• [PROBLEM TO WORK ON] Could you copy out, word for word, everything in the material below from the line containing "Wildlife-survey tagging: tag each instance of the mountain" down to its final line?

• [SUPPLIED DATA]
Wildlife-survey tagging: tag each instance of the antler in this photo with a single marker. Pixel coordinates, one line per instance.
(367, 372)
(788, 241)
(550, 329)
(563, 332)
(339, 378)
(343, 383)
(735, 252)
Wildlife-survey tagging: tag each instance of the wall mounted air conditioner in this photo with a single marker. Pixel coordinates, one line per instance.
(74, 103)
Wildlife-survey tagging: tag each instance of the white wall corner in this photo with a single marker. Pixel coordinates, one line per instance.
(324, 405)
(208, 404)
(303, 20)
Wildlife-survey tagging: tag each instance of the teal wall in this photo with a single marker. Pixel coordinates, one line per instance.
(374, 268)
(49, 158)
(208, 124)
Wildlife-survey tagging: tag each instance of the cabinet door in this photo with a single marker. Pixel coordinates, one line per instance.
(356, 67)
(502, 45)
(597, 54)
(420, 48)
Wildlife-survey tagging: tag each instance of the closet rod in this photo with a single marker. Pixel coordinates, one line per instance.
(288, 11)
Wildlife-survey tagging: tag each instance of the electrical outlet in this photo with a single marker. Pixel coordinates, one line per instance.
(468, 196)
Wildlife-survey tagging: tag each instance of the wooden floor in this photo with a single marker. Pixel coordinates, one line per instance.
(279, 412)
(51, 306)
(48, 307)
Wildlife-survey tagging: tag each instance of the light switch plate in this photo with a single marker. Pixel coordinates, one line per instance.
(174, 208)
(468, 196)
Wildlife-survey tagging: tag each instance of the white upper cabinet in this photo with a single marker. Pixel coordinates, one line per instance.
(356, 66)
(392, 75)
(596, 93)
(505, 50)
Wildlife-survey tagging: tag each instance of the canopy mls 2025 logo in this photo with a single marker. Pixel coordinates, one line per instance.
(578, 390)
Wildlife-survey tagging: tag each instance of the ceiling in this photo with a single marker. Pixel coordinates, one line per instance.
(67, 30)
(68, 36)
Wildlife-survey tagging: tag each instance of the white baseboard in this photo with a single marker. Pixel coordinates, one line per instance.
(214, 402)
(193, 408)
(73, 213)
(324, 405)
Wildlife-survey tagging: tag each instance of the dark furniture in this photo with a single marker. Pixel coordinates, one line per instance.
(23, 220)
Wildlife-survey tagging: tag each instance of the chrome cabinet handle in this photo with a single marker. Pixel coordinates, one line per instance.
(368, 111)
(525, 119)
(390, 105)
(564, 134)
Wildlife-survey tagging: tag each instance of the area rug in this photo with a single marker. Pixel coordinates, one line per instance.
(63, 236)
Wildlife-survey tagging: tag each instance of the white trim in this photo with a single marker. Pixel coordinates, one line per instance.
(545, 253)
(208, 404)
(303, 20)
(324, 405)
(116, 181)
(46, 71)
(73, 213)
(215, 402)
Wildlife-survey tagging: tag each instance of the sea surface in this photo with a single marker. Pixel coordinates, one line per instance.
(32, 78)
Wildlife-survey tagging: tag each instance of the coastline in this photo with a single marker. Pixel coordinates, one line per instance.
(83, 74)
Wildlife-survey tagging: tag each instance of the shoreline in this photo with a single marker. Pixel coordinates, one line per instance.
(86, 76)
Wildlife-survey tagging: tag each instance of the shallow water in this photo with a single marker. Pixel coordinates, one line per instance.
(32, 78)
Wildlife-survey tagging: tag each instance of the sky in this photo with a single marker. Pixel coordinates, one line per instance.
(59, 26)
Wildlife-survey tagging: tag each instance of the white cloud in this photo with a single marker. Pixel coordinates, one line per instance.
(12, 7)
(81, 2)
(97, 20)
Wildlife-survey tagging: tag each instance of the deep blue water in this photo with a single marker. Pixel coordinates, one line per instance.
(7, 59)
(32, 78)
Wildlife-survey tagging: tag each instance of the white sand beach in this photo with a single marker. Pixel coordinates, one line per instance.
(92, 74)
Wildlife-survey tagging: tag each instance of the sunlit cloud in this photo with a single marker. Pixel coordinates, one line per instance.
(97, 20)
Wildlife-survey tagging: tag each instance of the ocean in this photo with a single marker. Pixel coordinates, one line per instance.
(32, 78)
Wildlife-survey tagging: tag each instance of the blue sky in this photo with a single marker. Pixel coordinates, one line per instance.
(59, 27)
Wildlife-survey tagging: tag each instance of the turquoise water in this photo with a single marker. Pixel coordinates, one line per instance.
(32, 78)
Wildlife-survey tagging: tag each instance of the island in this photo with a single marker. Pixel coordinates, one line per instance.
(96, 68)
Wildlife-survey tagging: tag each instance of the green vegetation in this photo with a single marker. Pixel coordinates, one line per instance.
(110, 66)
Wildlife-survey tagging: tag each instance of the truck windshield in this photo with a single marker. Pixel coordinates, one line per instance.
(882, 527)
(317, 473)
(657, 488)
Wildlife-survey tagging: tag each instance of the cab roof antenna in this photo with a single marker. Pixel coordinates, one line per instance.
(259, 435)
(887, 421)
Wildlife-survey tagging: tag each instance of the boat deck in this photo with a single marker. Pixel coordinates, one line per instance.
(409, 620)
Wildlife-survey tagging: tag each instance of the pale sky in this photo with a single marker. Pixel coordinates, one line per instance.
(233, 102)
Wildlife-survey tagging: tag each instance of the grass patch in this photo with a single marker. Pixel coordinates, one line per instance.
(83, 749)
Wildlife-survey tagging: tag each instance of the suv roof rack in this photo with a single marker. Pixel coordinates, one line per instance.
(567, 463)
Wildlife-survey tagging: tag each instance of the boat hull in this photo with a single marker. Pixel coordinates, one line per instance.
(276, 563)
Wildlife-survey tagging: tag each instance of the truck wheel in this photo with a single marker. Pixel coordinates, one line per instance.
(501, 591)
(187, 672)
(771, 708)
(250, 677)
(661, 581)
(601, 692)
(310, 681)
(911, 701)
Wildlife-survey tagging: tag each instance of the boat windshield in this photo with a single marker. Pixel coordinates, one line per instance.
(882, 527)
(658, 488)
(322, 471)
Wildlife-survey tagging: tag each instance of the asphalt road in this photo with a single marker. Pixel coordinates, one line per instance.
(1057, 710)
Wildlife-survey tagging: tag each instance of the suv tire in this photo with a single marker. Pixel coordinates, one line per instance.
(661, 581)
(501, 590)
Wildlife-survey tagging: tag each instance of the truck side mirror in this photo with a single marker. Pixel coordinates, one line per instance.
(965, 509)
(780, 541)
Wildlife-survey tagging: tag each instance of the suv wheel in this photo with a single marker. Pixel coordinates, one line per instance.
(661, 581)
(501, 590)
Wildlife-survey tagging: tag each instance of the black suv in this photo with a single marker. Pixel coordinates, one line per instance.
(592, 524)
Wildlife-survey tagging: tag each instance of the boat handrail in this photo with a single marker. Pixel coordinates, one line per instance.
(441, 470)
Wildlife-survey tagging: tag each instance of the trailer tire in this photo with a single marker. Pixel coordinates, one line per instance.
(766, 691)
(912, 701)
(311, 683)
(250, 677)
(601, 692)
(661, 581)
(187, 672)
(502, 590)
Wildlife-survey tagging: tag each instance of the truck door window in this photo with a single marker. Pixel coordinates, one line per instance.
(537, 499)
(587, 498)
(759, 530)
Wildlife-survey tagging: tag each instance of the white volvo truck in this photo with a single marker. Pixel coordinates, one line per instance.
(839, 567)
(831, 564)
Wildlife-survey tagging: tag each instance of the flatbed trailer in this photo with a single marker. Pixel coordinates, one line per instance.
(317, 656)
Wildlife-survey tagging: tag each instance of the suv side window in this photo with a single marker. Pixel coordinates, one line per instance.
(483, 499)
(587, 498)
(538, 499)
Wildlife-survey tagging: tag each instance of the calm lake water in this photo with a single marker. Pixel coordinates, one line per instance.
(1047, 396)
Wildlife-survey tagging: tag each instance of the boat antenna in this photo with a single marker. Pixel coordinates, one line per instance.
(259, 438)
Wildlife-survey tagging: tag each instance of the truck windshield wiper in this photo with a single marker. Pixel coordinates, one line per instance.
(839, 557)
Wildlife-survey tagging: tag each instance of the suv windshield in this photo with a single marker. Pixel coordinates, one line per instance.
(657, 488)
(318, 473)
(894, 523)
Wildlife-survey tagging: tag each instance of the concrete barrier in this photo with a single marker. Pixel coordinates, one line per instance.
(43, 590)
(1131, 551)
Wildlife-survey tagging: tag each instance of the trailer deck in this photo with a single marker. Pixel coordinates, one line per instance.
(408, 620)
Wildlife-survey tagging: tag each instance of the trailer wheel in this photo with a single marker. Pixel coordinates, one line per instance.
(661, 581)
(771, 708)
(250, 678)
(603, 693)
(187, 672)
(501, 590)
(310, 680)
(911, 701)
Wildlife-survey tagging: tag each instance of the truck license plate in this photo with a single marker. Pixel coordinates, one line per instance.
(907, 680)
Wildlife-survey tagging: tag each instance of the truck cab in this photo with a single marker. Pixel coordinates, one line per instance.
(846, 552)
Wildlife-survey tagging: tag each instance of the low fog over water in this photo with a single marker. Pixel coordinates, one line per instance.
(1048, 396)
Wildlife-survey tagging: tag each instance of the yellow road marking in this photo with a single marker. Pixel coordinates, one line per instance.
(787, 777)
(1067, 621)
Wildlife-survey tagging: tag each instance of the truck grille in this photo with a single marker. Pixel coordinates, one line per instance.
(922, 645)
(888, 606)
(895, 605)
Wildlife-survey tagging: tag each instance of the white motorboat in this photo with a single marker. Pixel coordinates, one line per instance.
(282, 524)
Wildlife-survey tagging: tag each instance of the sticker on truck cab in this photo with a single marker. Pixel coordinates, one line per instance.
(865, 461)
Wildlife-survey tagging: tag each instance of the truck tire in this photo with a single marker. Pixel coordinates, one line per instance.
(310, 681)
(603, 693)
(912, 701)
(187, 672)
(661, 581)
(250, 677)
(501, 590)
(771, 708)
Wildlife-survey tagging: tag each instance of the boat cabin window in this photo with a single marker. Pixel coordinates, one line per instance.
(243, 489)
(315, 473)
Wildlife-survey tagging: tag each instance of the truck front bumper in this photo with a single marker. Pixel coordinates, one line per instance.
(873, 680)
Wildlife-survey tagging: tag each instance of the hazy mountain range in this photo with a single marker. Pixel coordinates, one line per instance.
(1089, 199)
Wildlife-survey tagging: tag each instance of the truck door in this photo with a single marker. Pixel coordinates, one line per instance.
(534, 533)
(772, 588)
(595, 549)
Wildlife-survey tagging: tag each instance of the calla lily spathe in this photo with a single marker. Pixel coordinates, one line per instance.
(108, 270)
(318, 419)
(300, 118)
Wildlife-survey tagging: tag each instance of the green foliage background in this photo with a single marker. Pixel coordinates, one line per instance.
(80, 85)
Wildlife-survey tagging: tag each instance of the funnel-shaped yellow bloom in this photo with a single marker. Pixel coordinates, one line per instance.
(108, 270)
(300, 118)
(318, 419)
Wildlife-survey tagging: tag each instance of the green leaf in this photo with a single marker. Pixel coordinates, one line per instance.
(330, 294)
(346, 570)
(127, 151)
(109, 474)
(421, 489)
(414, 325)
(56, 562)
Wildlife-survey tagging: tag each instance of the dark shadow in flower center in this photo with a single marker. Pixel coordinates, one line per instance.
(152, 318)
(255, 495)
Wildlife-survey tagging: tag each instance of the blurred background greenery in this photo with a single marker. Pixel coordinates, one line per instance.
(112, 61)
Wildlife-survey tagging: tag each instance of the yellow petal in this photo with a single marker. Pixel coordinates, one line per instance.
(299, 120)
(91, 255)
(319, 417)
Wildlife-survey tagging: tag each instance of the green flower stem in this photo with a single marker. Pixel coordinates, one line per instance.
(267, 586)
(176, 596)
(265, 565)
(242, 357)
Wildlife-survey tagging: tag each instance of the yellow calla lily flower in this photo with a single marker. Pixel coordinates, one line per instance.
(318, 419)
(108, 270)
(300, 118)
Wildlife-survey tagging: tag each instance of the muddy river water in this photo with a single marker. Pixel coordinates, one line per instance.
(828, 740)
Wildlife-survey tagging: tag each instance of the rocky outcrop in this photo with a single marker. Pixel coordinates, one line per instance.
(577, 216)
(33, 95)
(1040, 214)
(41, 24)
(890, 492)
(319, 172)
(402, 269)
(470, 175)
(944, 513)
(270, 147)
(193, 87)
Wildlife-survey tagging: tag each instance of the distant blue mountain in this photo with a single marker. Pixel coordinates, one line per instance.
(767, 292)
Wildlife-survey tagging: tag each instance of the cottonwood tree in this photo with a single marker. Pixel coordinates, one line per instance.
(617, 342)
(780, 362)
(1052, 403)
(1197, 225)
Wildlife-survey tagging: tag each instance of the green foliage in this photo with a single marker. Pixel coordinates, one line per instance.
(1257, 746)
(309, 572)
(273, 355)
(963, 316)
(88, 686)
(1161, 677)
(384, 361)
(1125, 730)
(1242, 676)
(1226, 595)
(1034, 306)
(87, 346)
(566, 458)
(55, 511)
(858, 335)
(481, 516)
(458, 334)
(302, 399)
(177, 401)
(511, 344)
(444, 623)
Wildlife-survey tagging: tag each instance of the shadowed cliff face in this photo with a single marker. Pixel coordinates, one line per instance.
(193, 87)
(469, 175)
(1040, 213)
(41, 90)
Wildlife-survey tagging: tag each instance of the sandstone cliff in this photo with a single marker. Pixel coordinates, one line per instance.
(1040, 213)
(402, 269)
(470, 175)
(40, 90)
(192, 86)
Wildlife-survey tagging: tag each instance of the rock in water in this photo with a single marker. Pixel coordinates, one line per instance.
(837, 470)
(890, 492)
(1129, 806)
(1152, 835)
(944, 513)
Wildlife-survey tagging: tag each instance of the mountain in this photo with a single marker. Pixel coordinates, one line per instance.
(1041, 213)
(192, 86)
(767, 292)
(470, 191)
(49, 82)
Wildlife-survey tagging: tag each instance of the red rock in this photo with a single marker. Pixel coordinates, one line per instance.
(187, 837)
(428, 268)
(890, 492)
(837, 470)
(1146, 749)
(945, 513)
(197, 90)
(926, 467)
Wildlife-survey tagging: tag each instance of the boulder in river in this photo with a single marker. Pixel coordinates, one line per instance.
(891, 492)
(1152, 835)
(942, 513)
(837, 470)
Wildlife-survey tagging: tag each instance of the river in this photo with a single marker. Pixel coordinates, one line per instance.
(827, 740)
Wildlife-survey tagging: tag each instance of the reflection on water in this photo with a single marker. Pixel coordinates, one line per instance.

• [SOLUTION TO THIS PROBLEM]
Wildlife-survey tagging: tag each instance of the mountain in this photo with a single marker. Pixel coordinates, one line per instance.
(1041, 213)
(192, 86)
(767, 292)
(470, 191)
(49, 82)
Wildlife-survey tagging: tag each instance of the red rock in this photo with a single marker. Pixel coordinates, one line per instance.
(187, 837)
(428, 268)
(890, 492)
(837, 470)
(1146, 749)
(945, 513)
(197, 90)
(926, 467)
Wildlife-survey tagging: tag each instance of the boulder in river in this photo with a single marker. Pixel coordinates, one line per instance.
(891, 492)
(1152, 835)
(942, 513)
(837, 470)
Wildlife-survey tagging: tag each instance of the river in this photo with a single marker. Pixel coordinates, one line per instance.
(827, 740)
Wildlife-survey tagging: tag each instance of the reflection on water in this photo with a single marker. Pixel coordinates, one line per instance.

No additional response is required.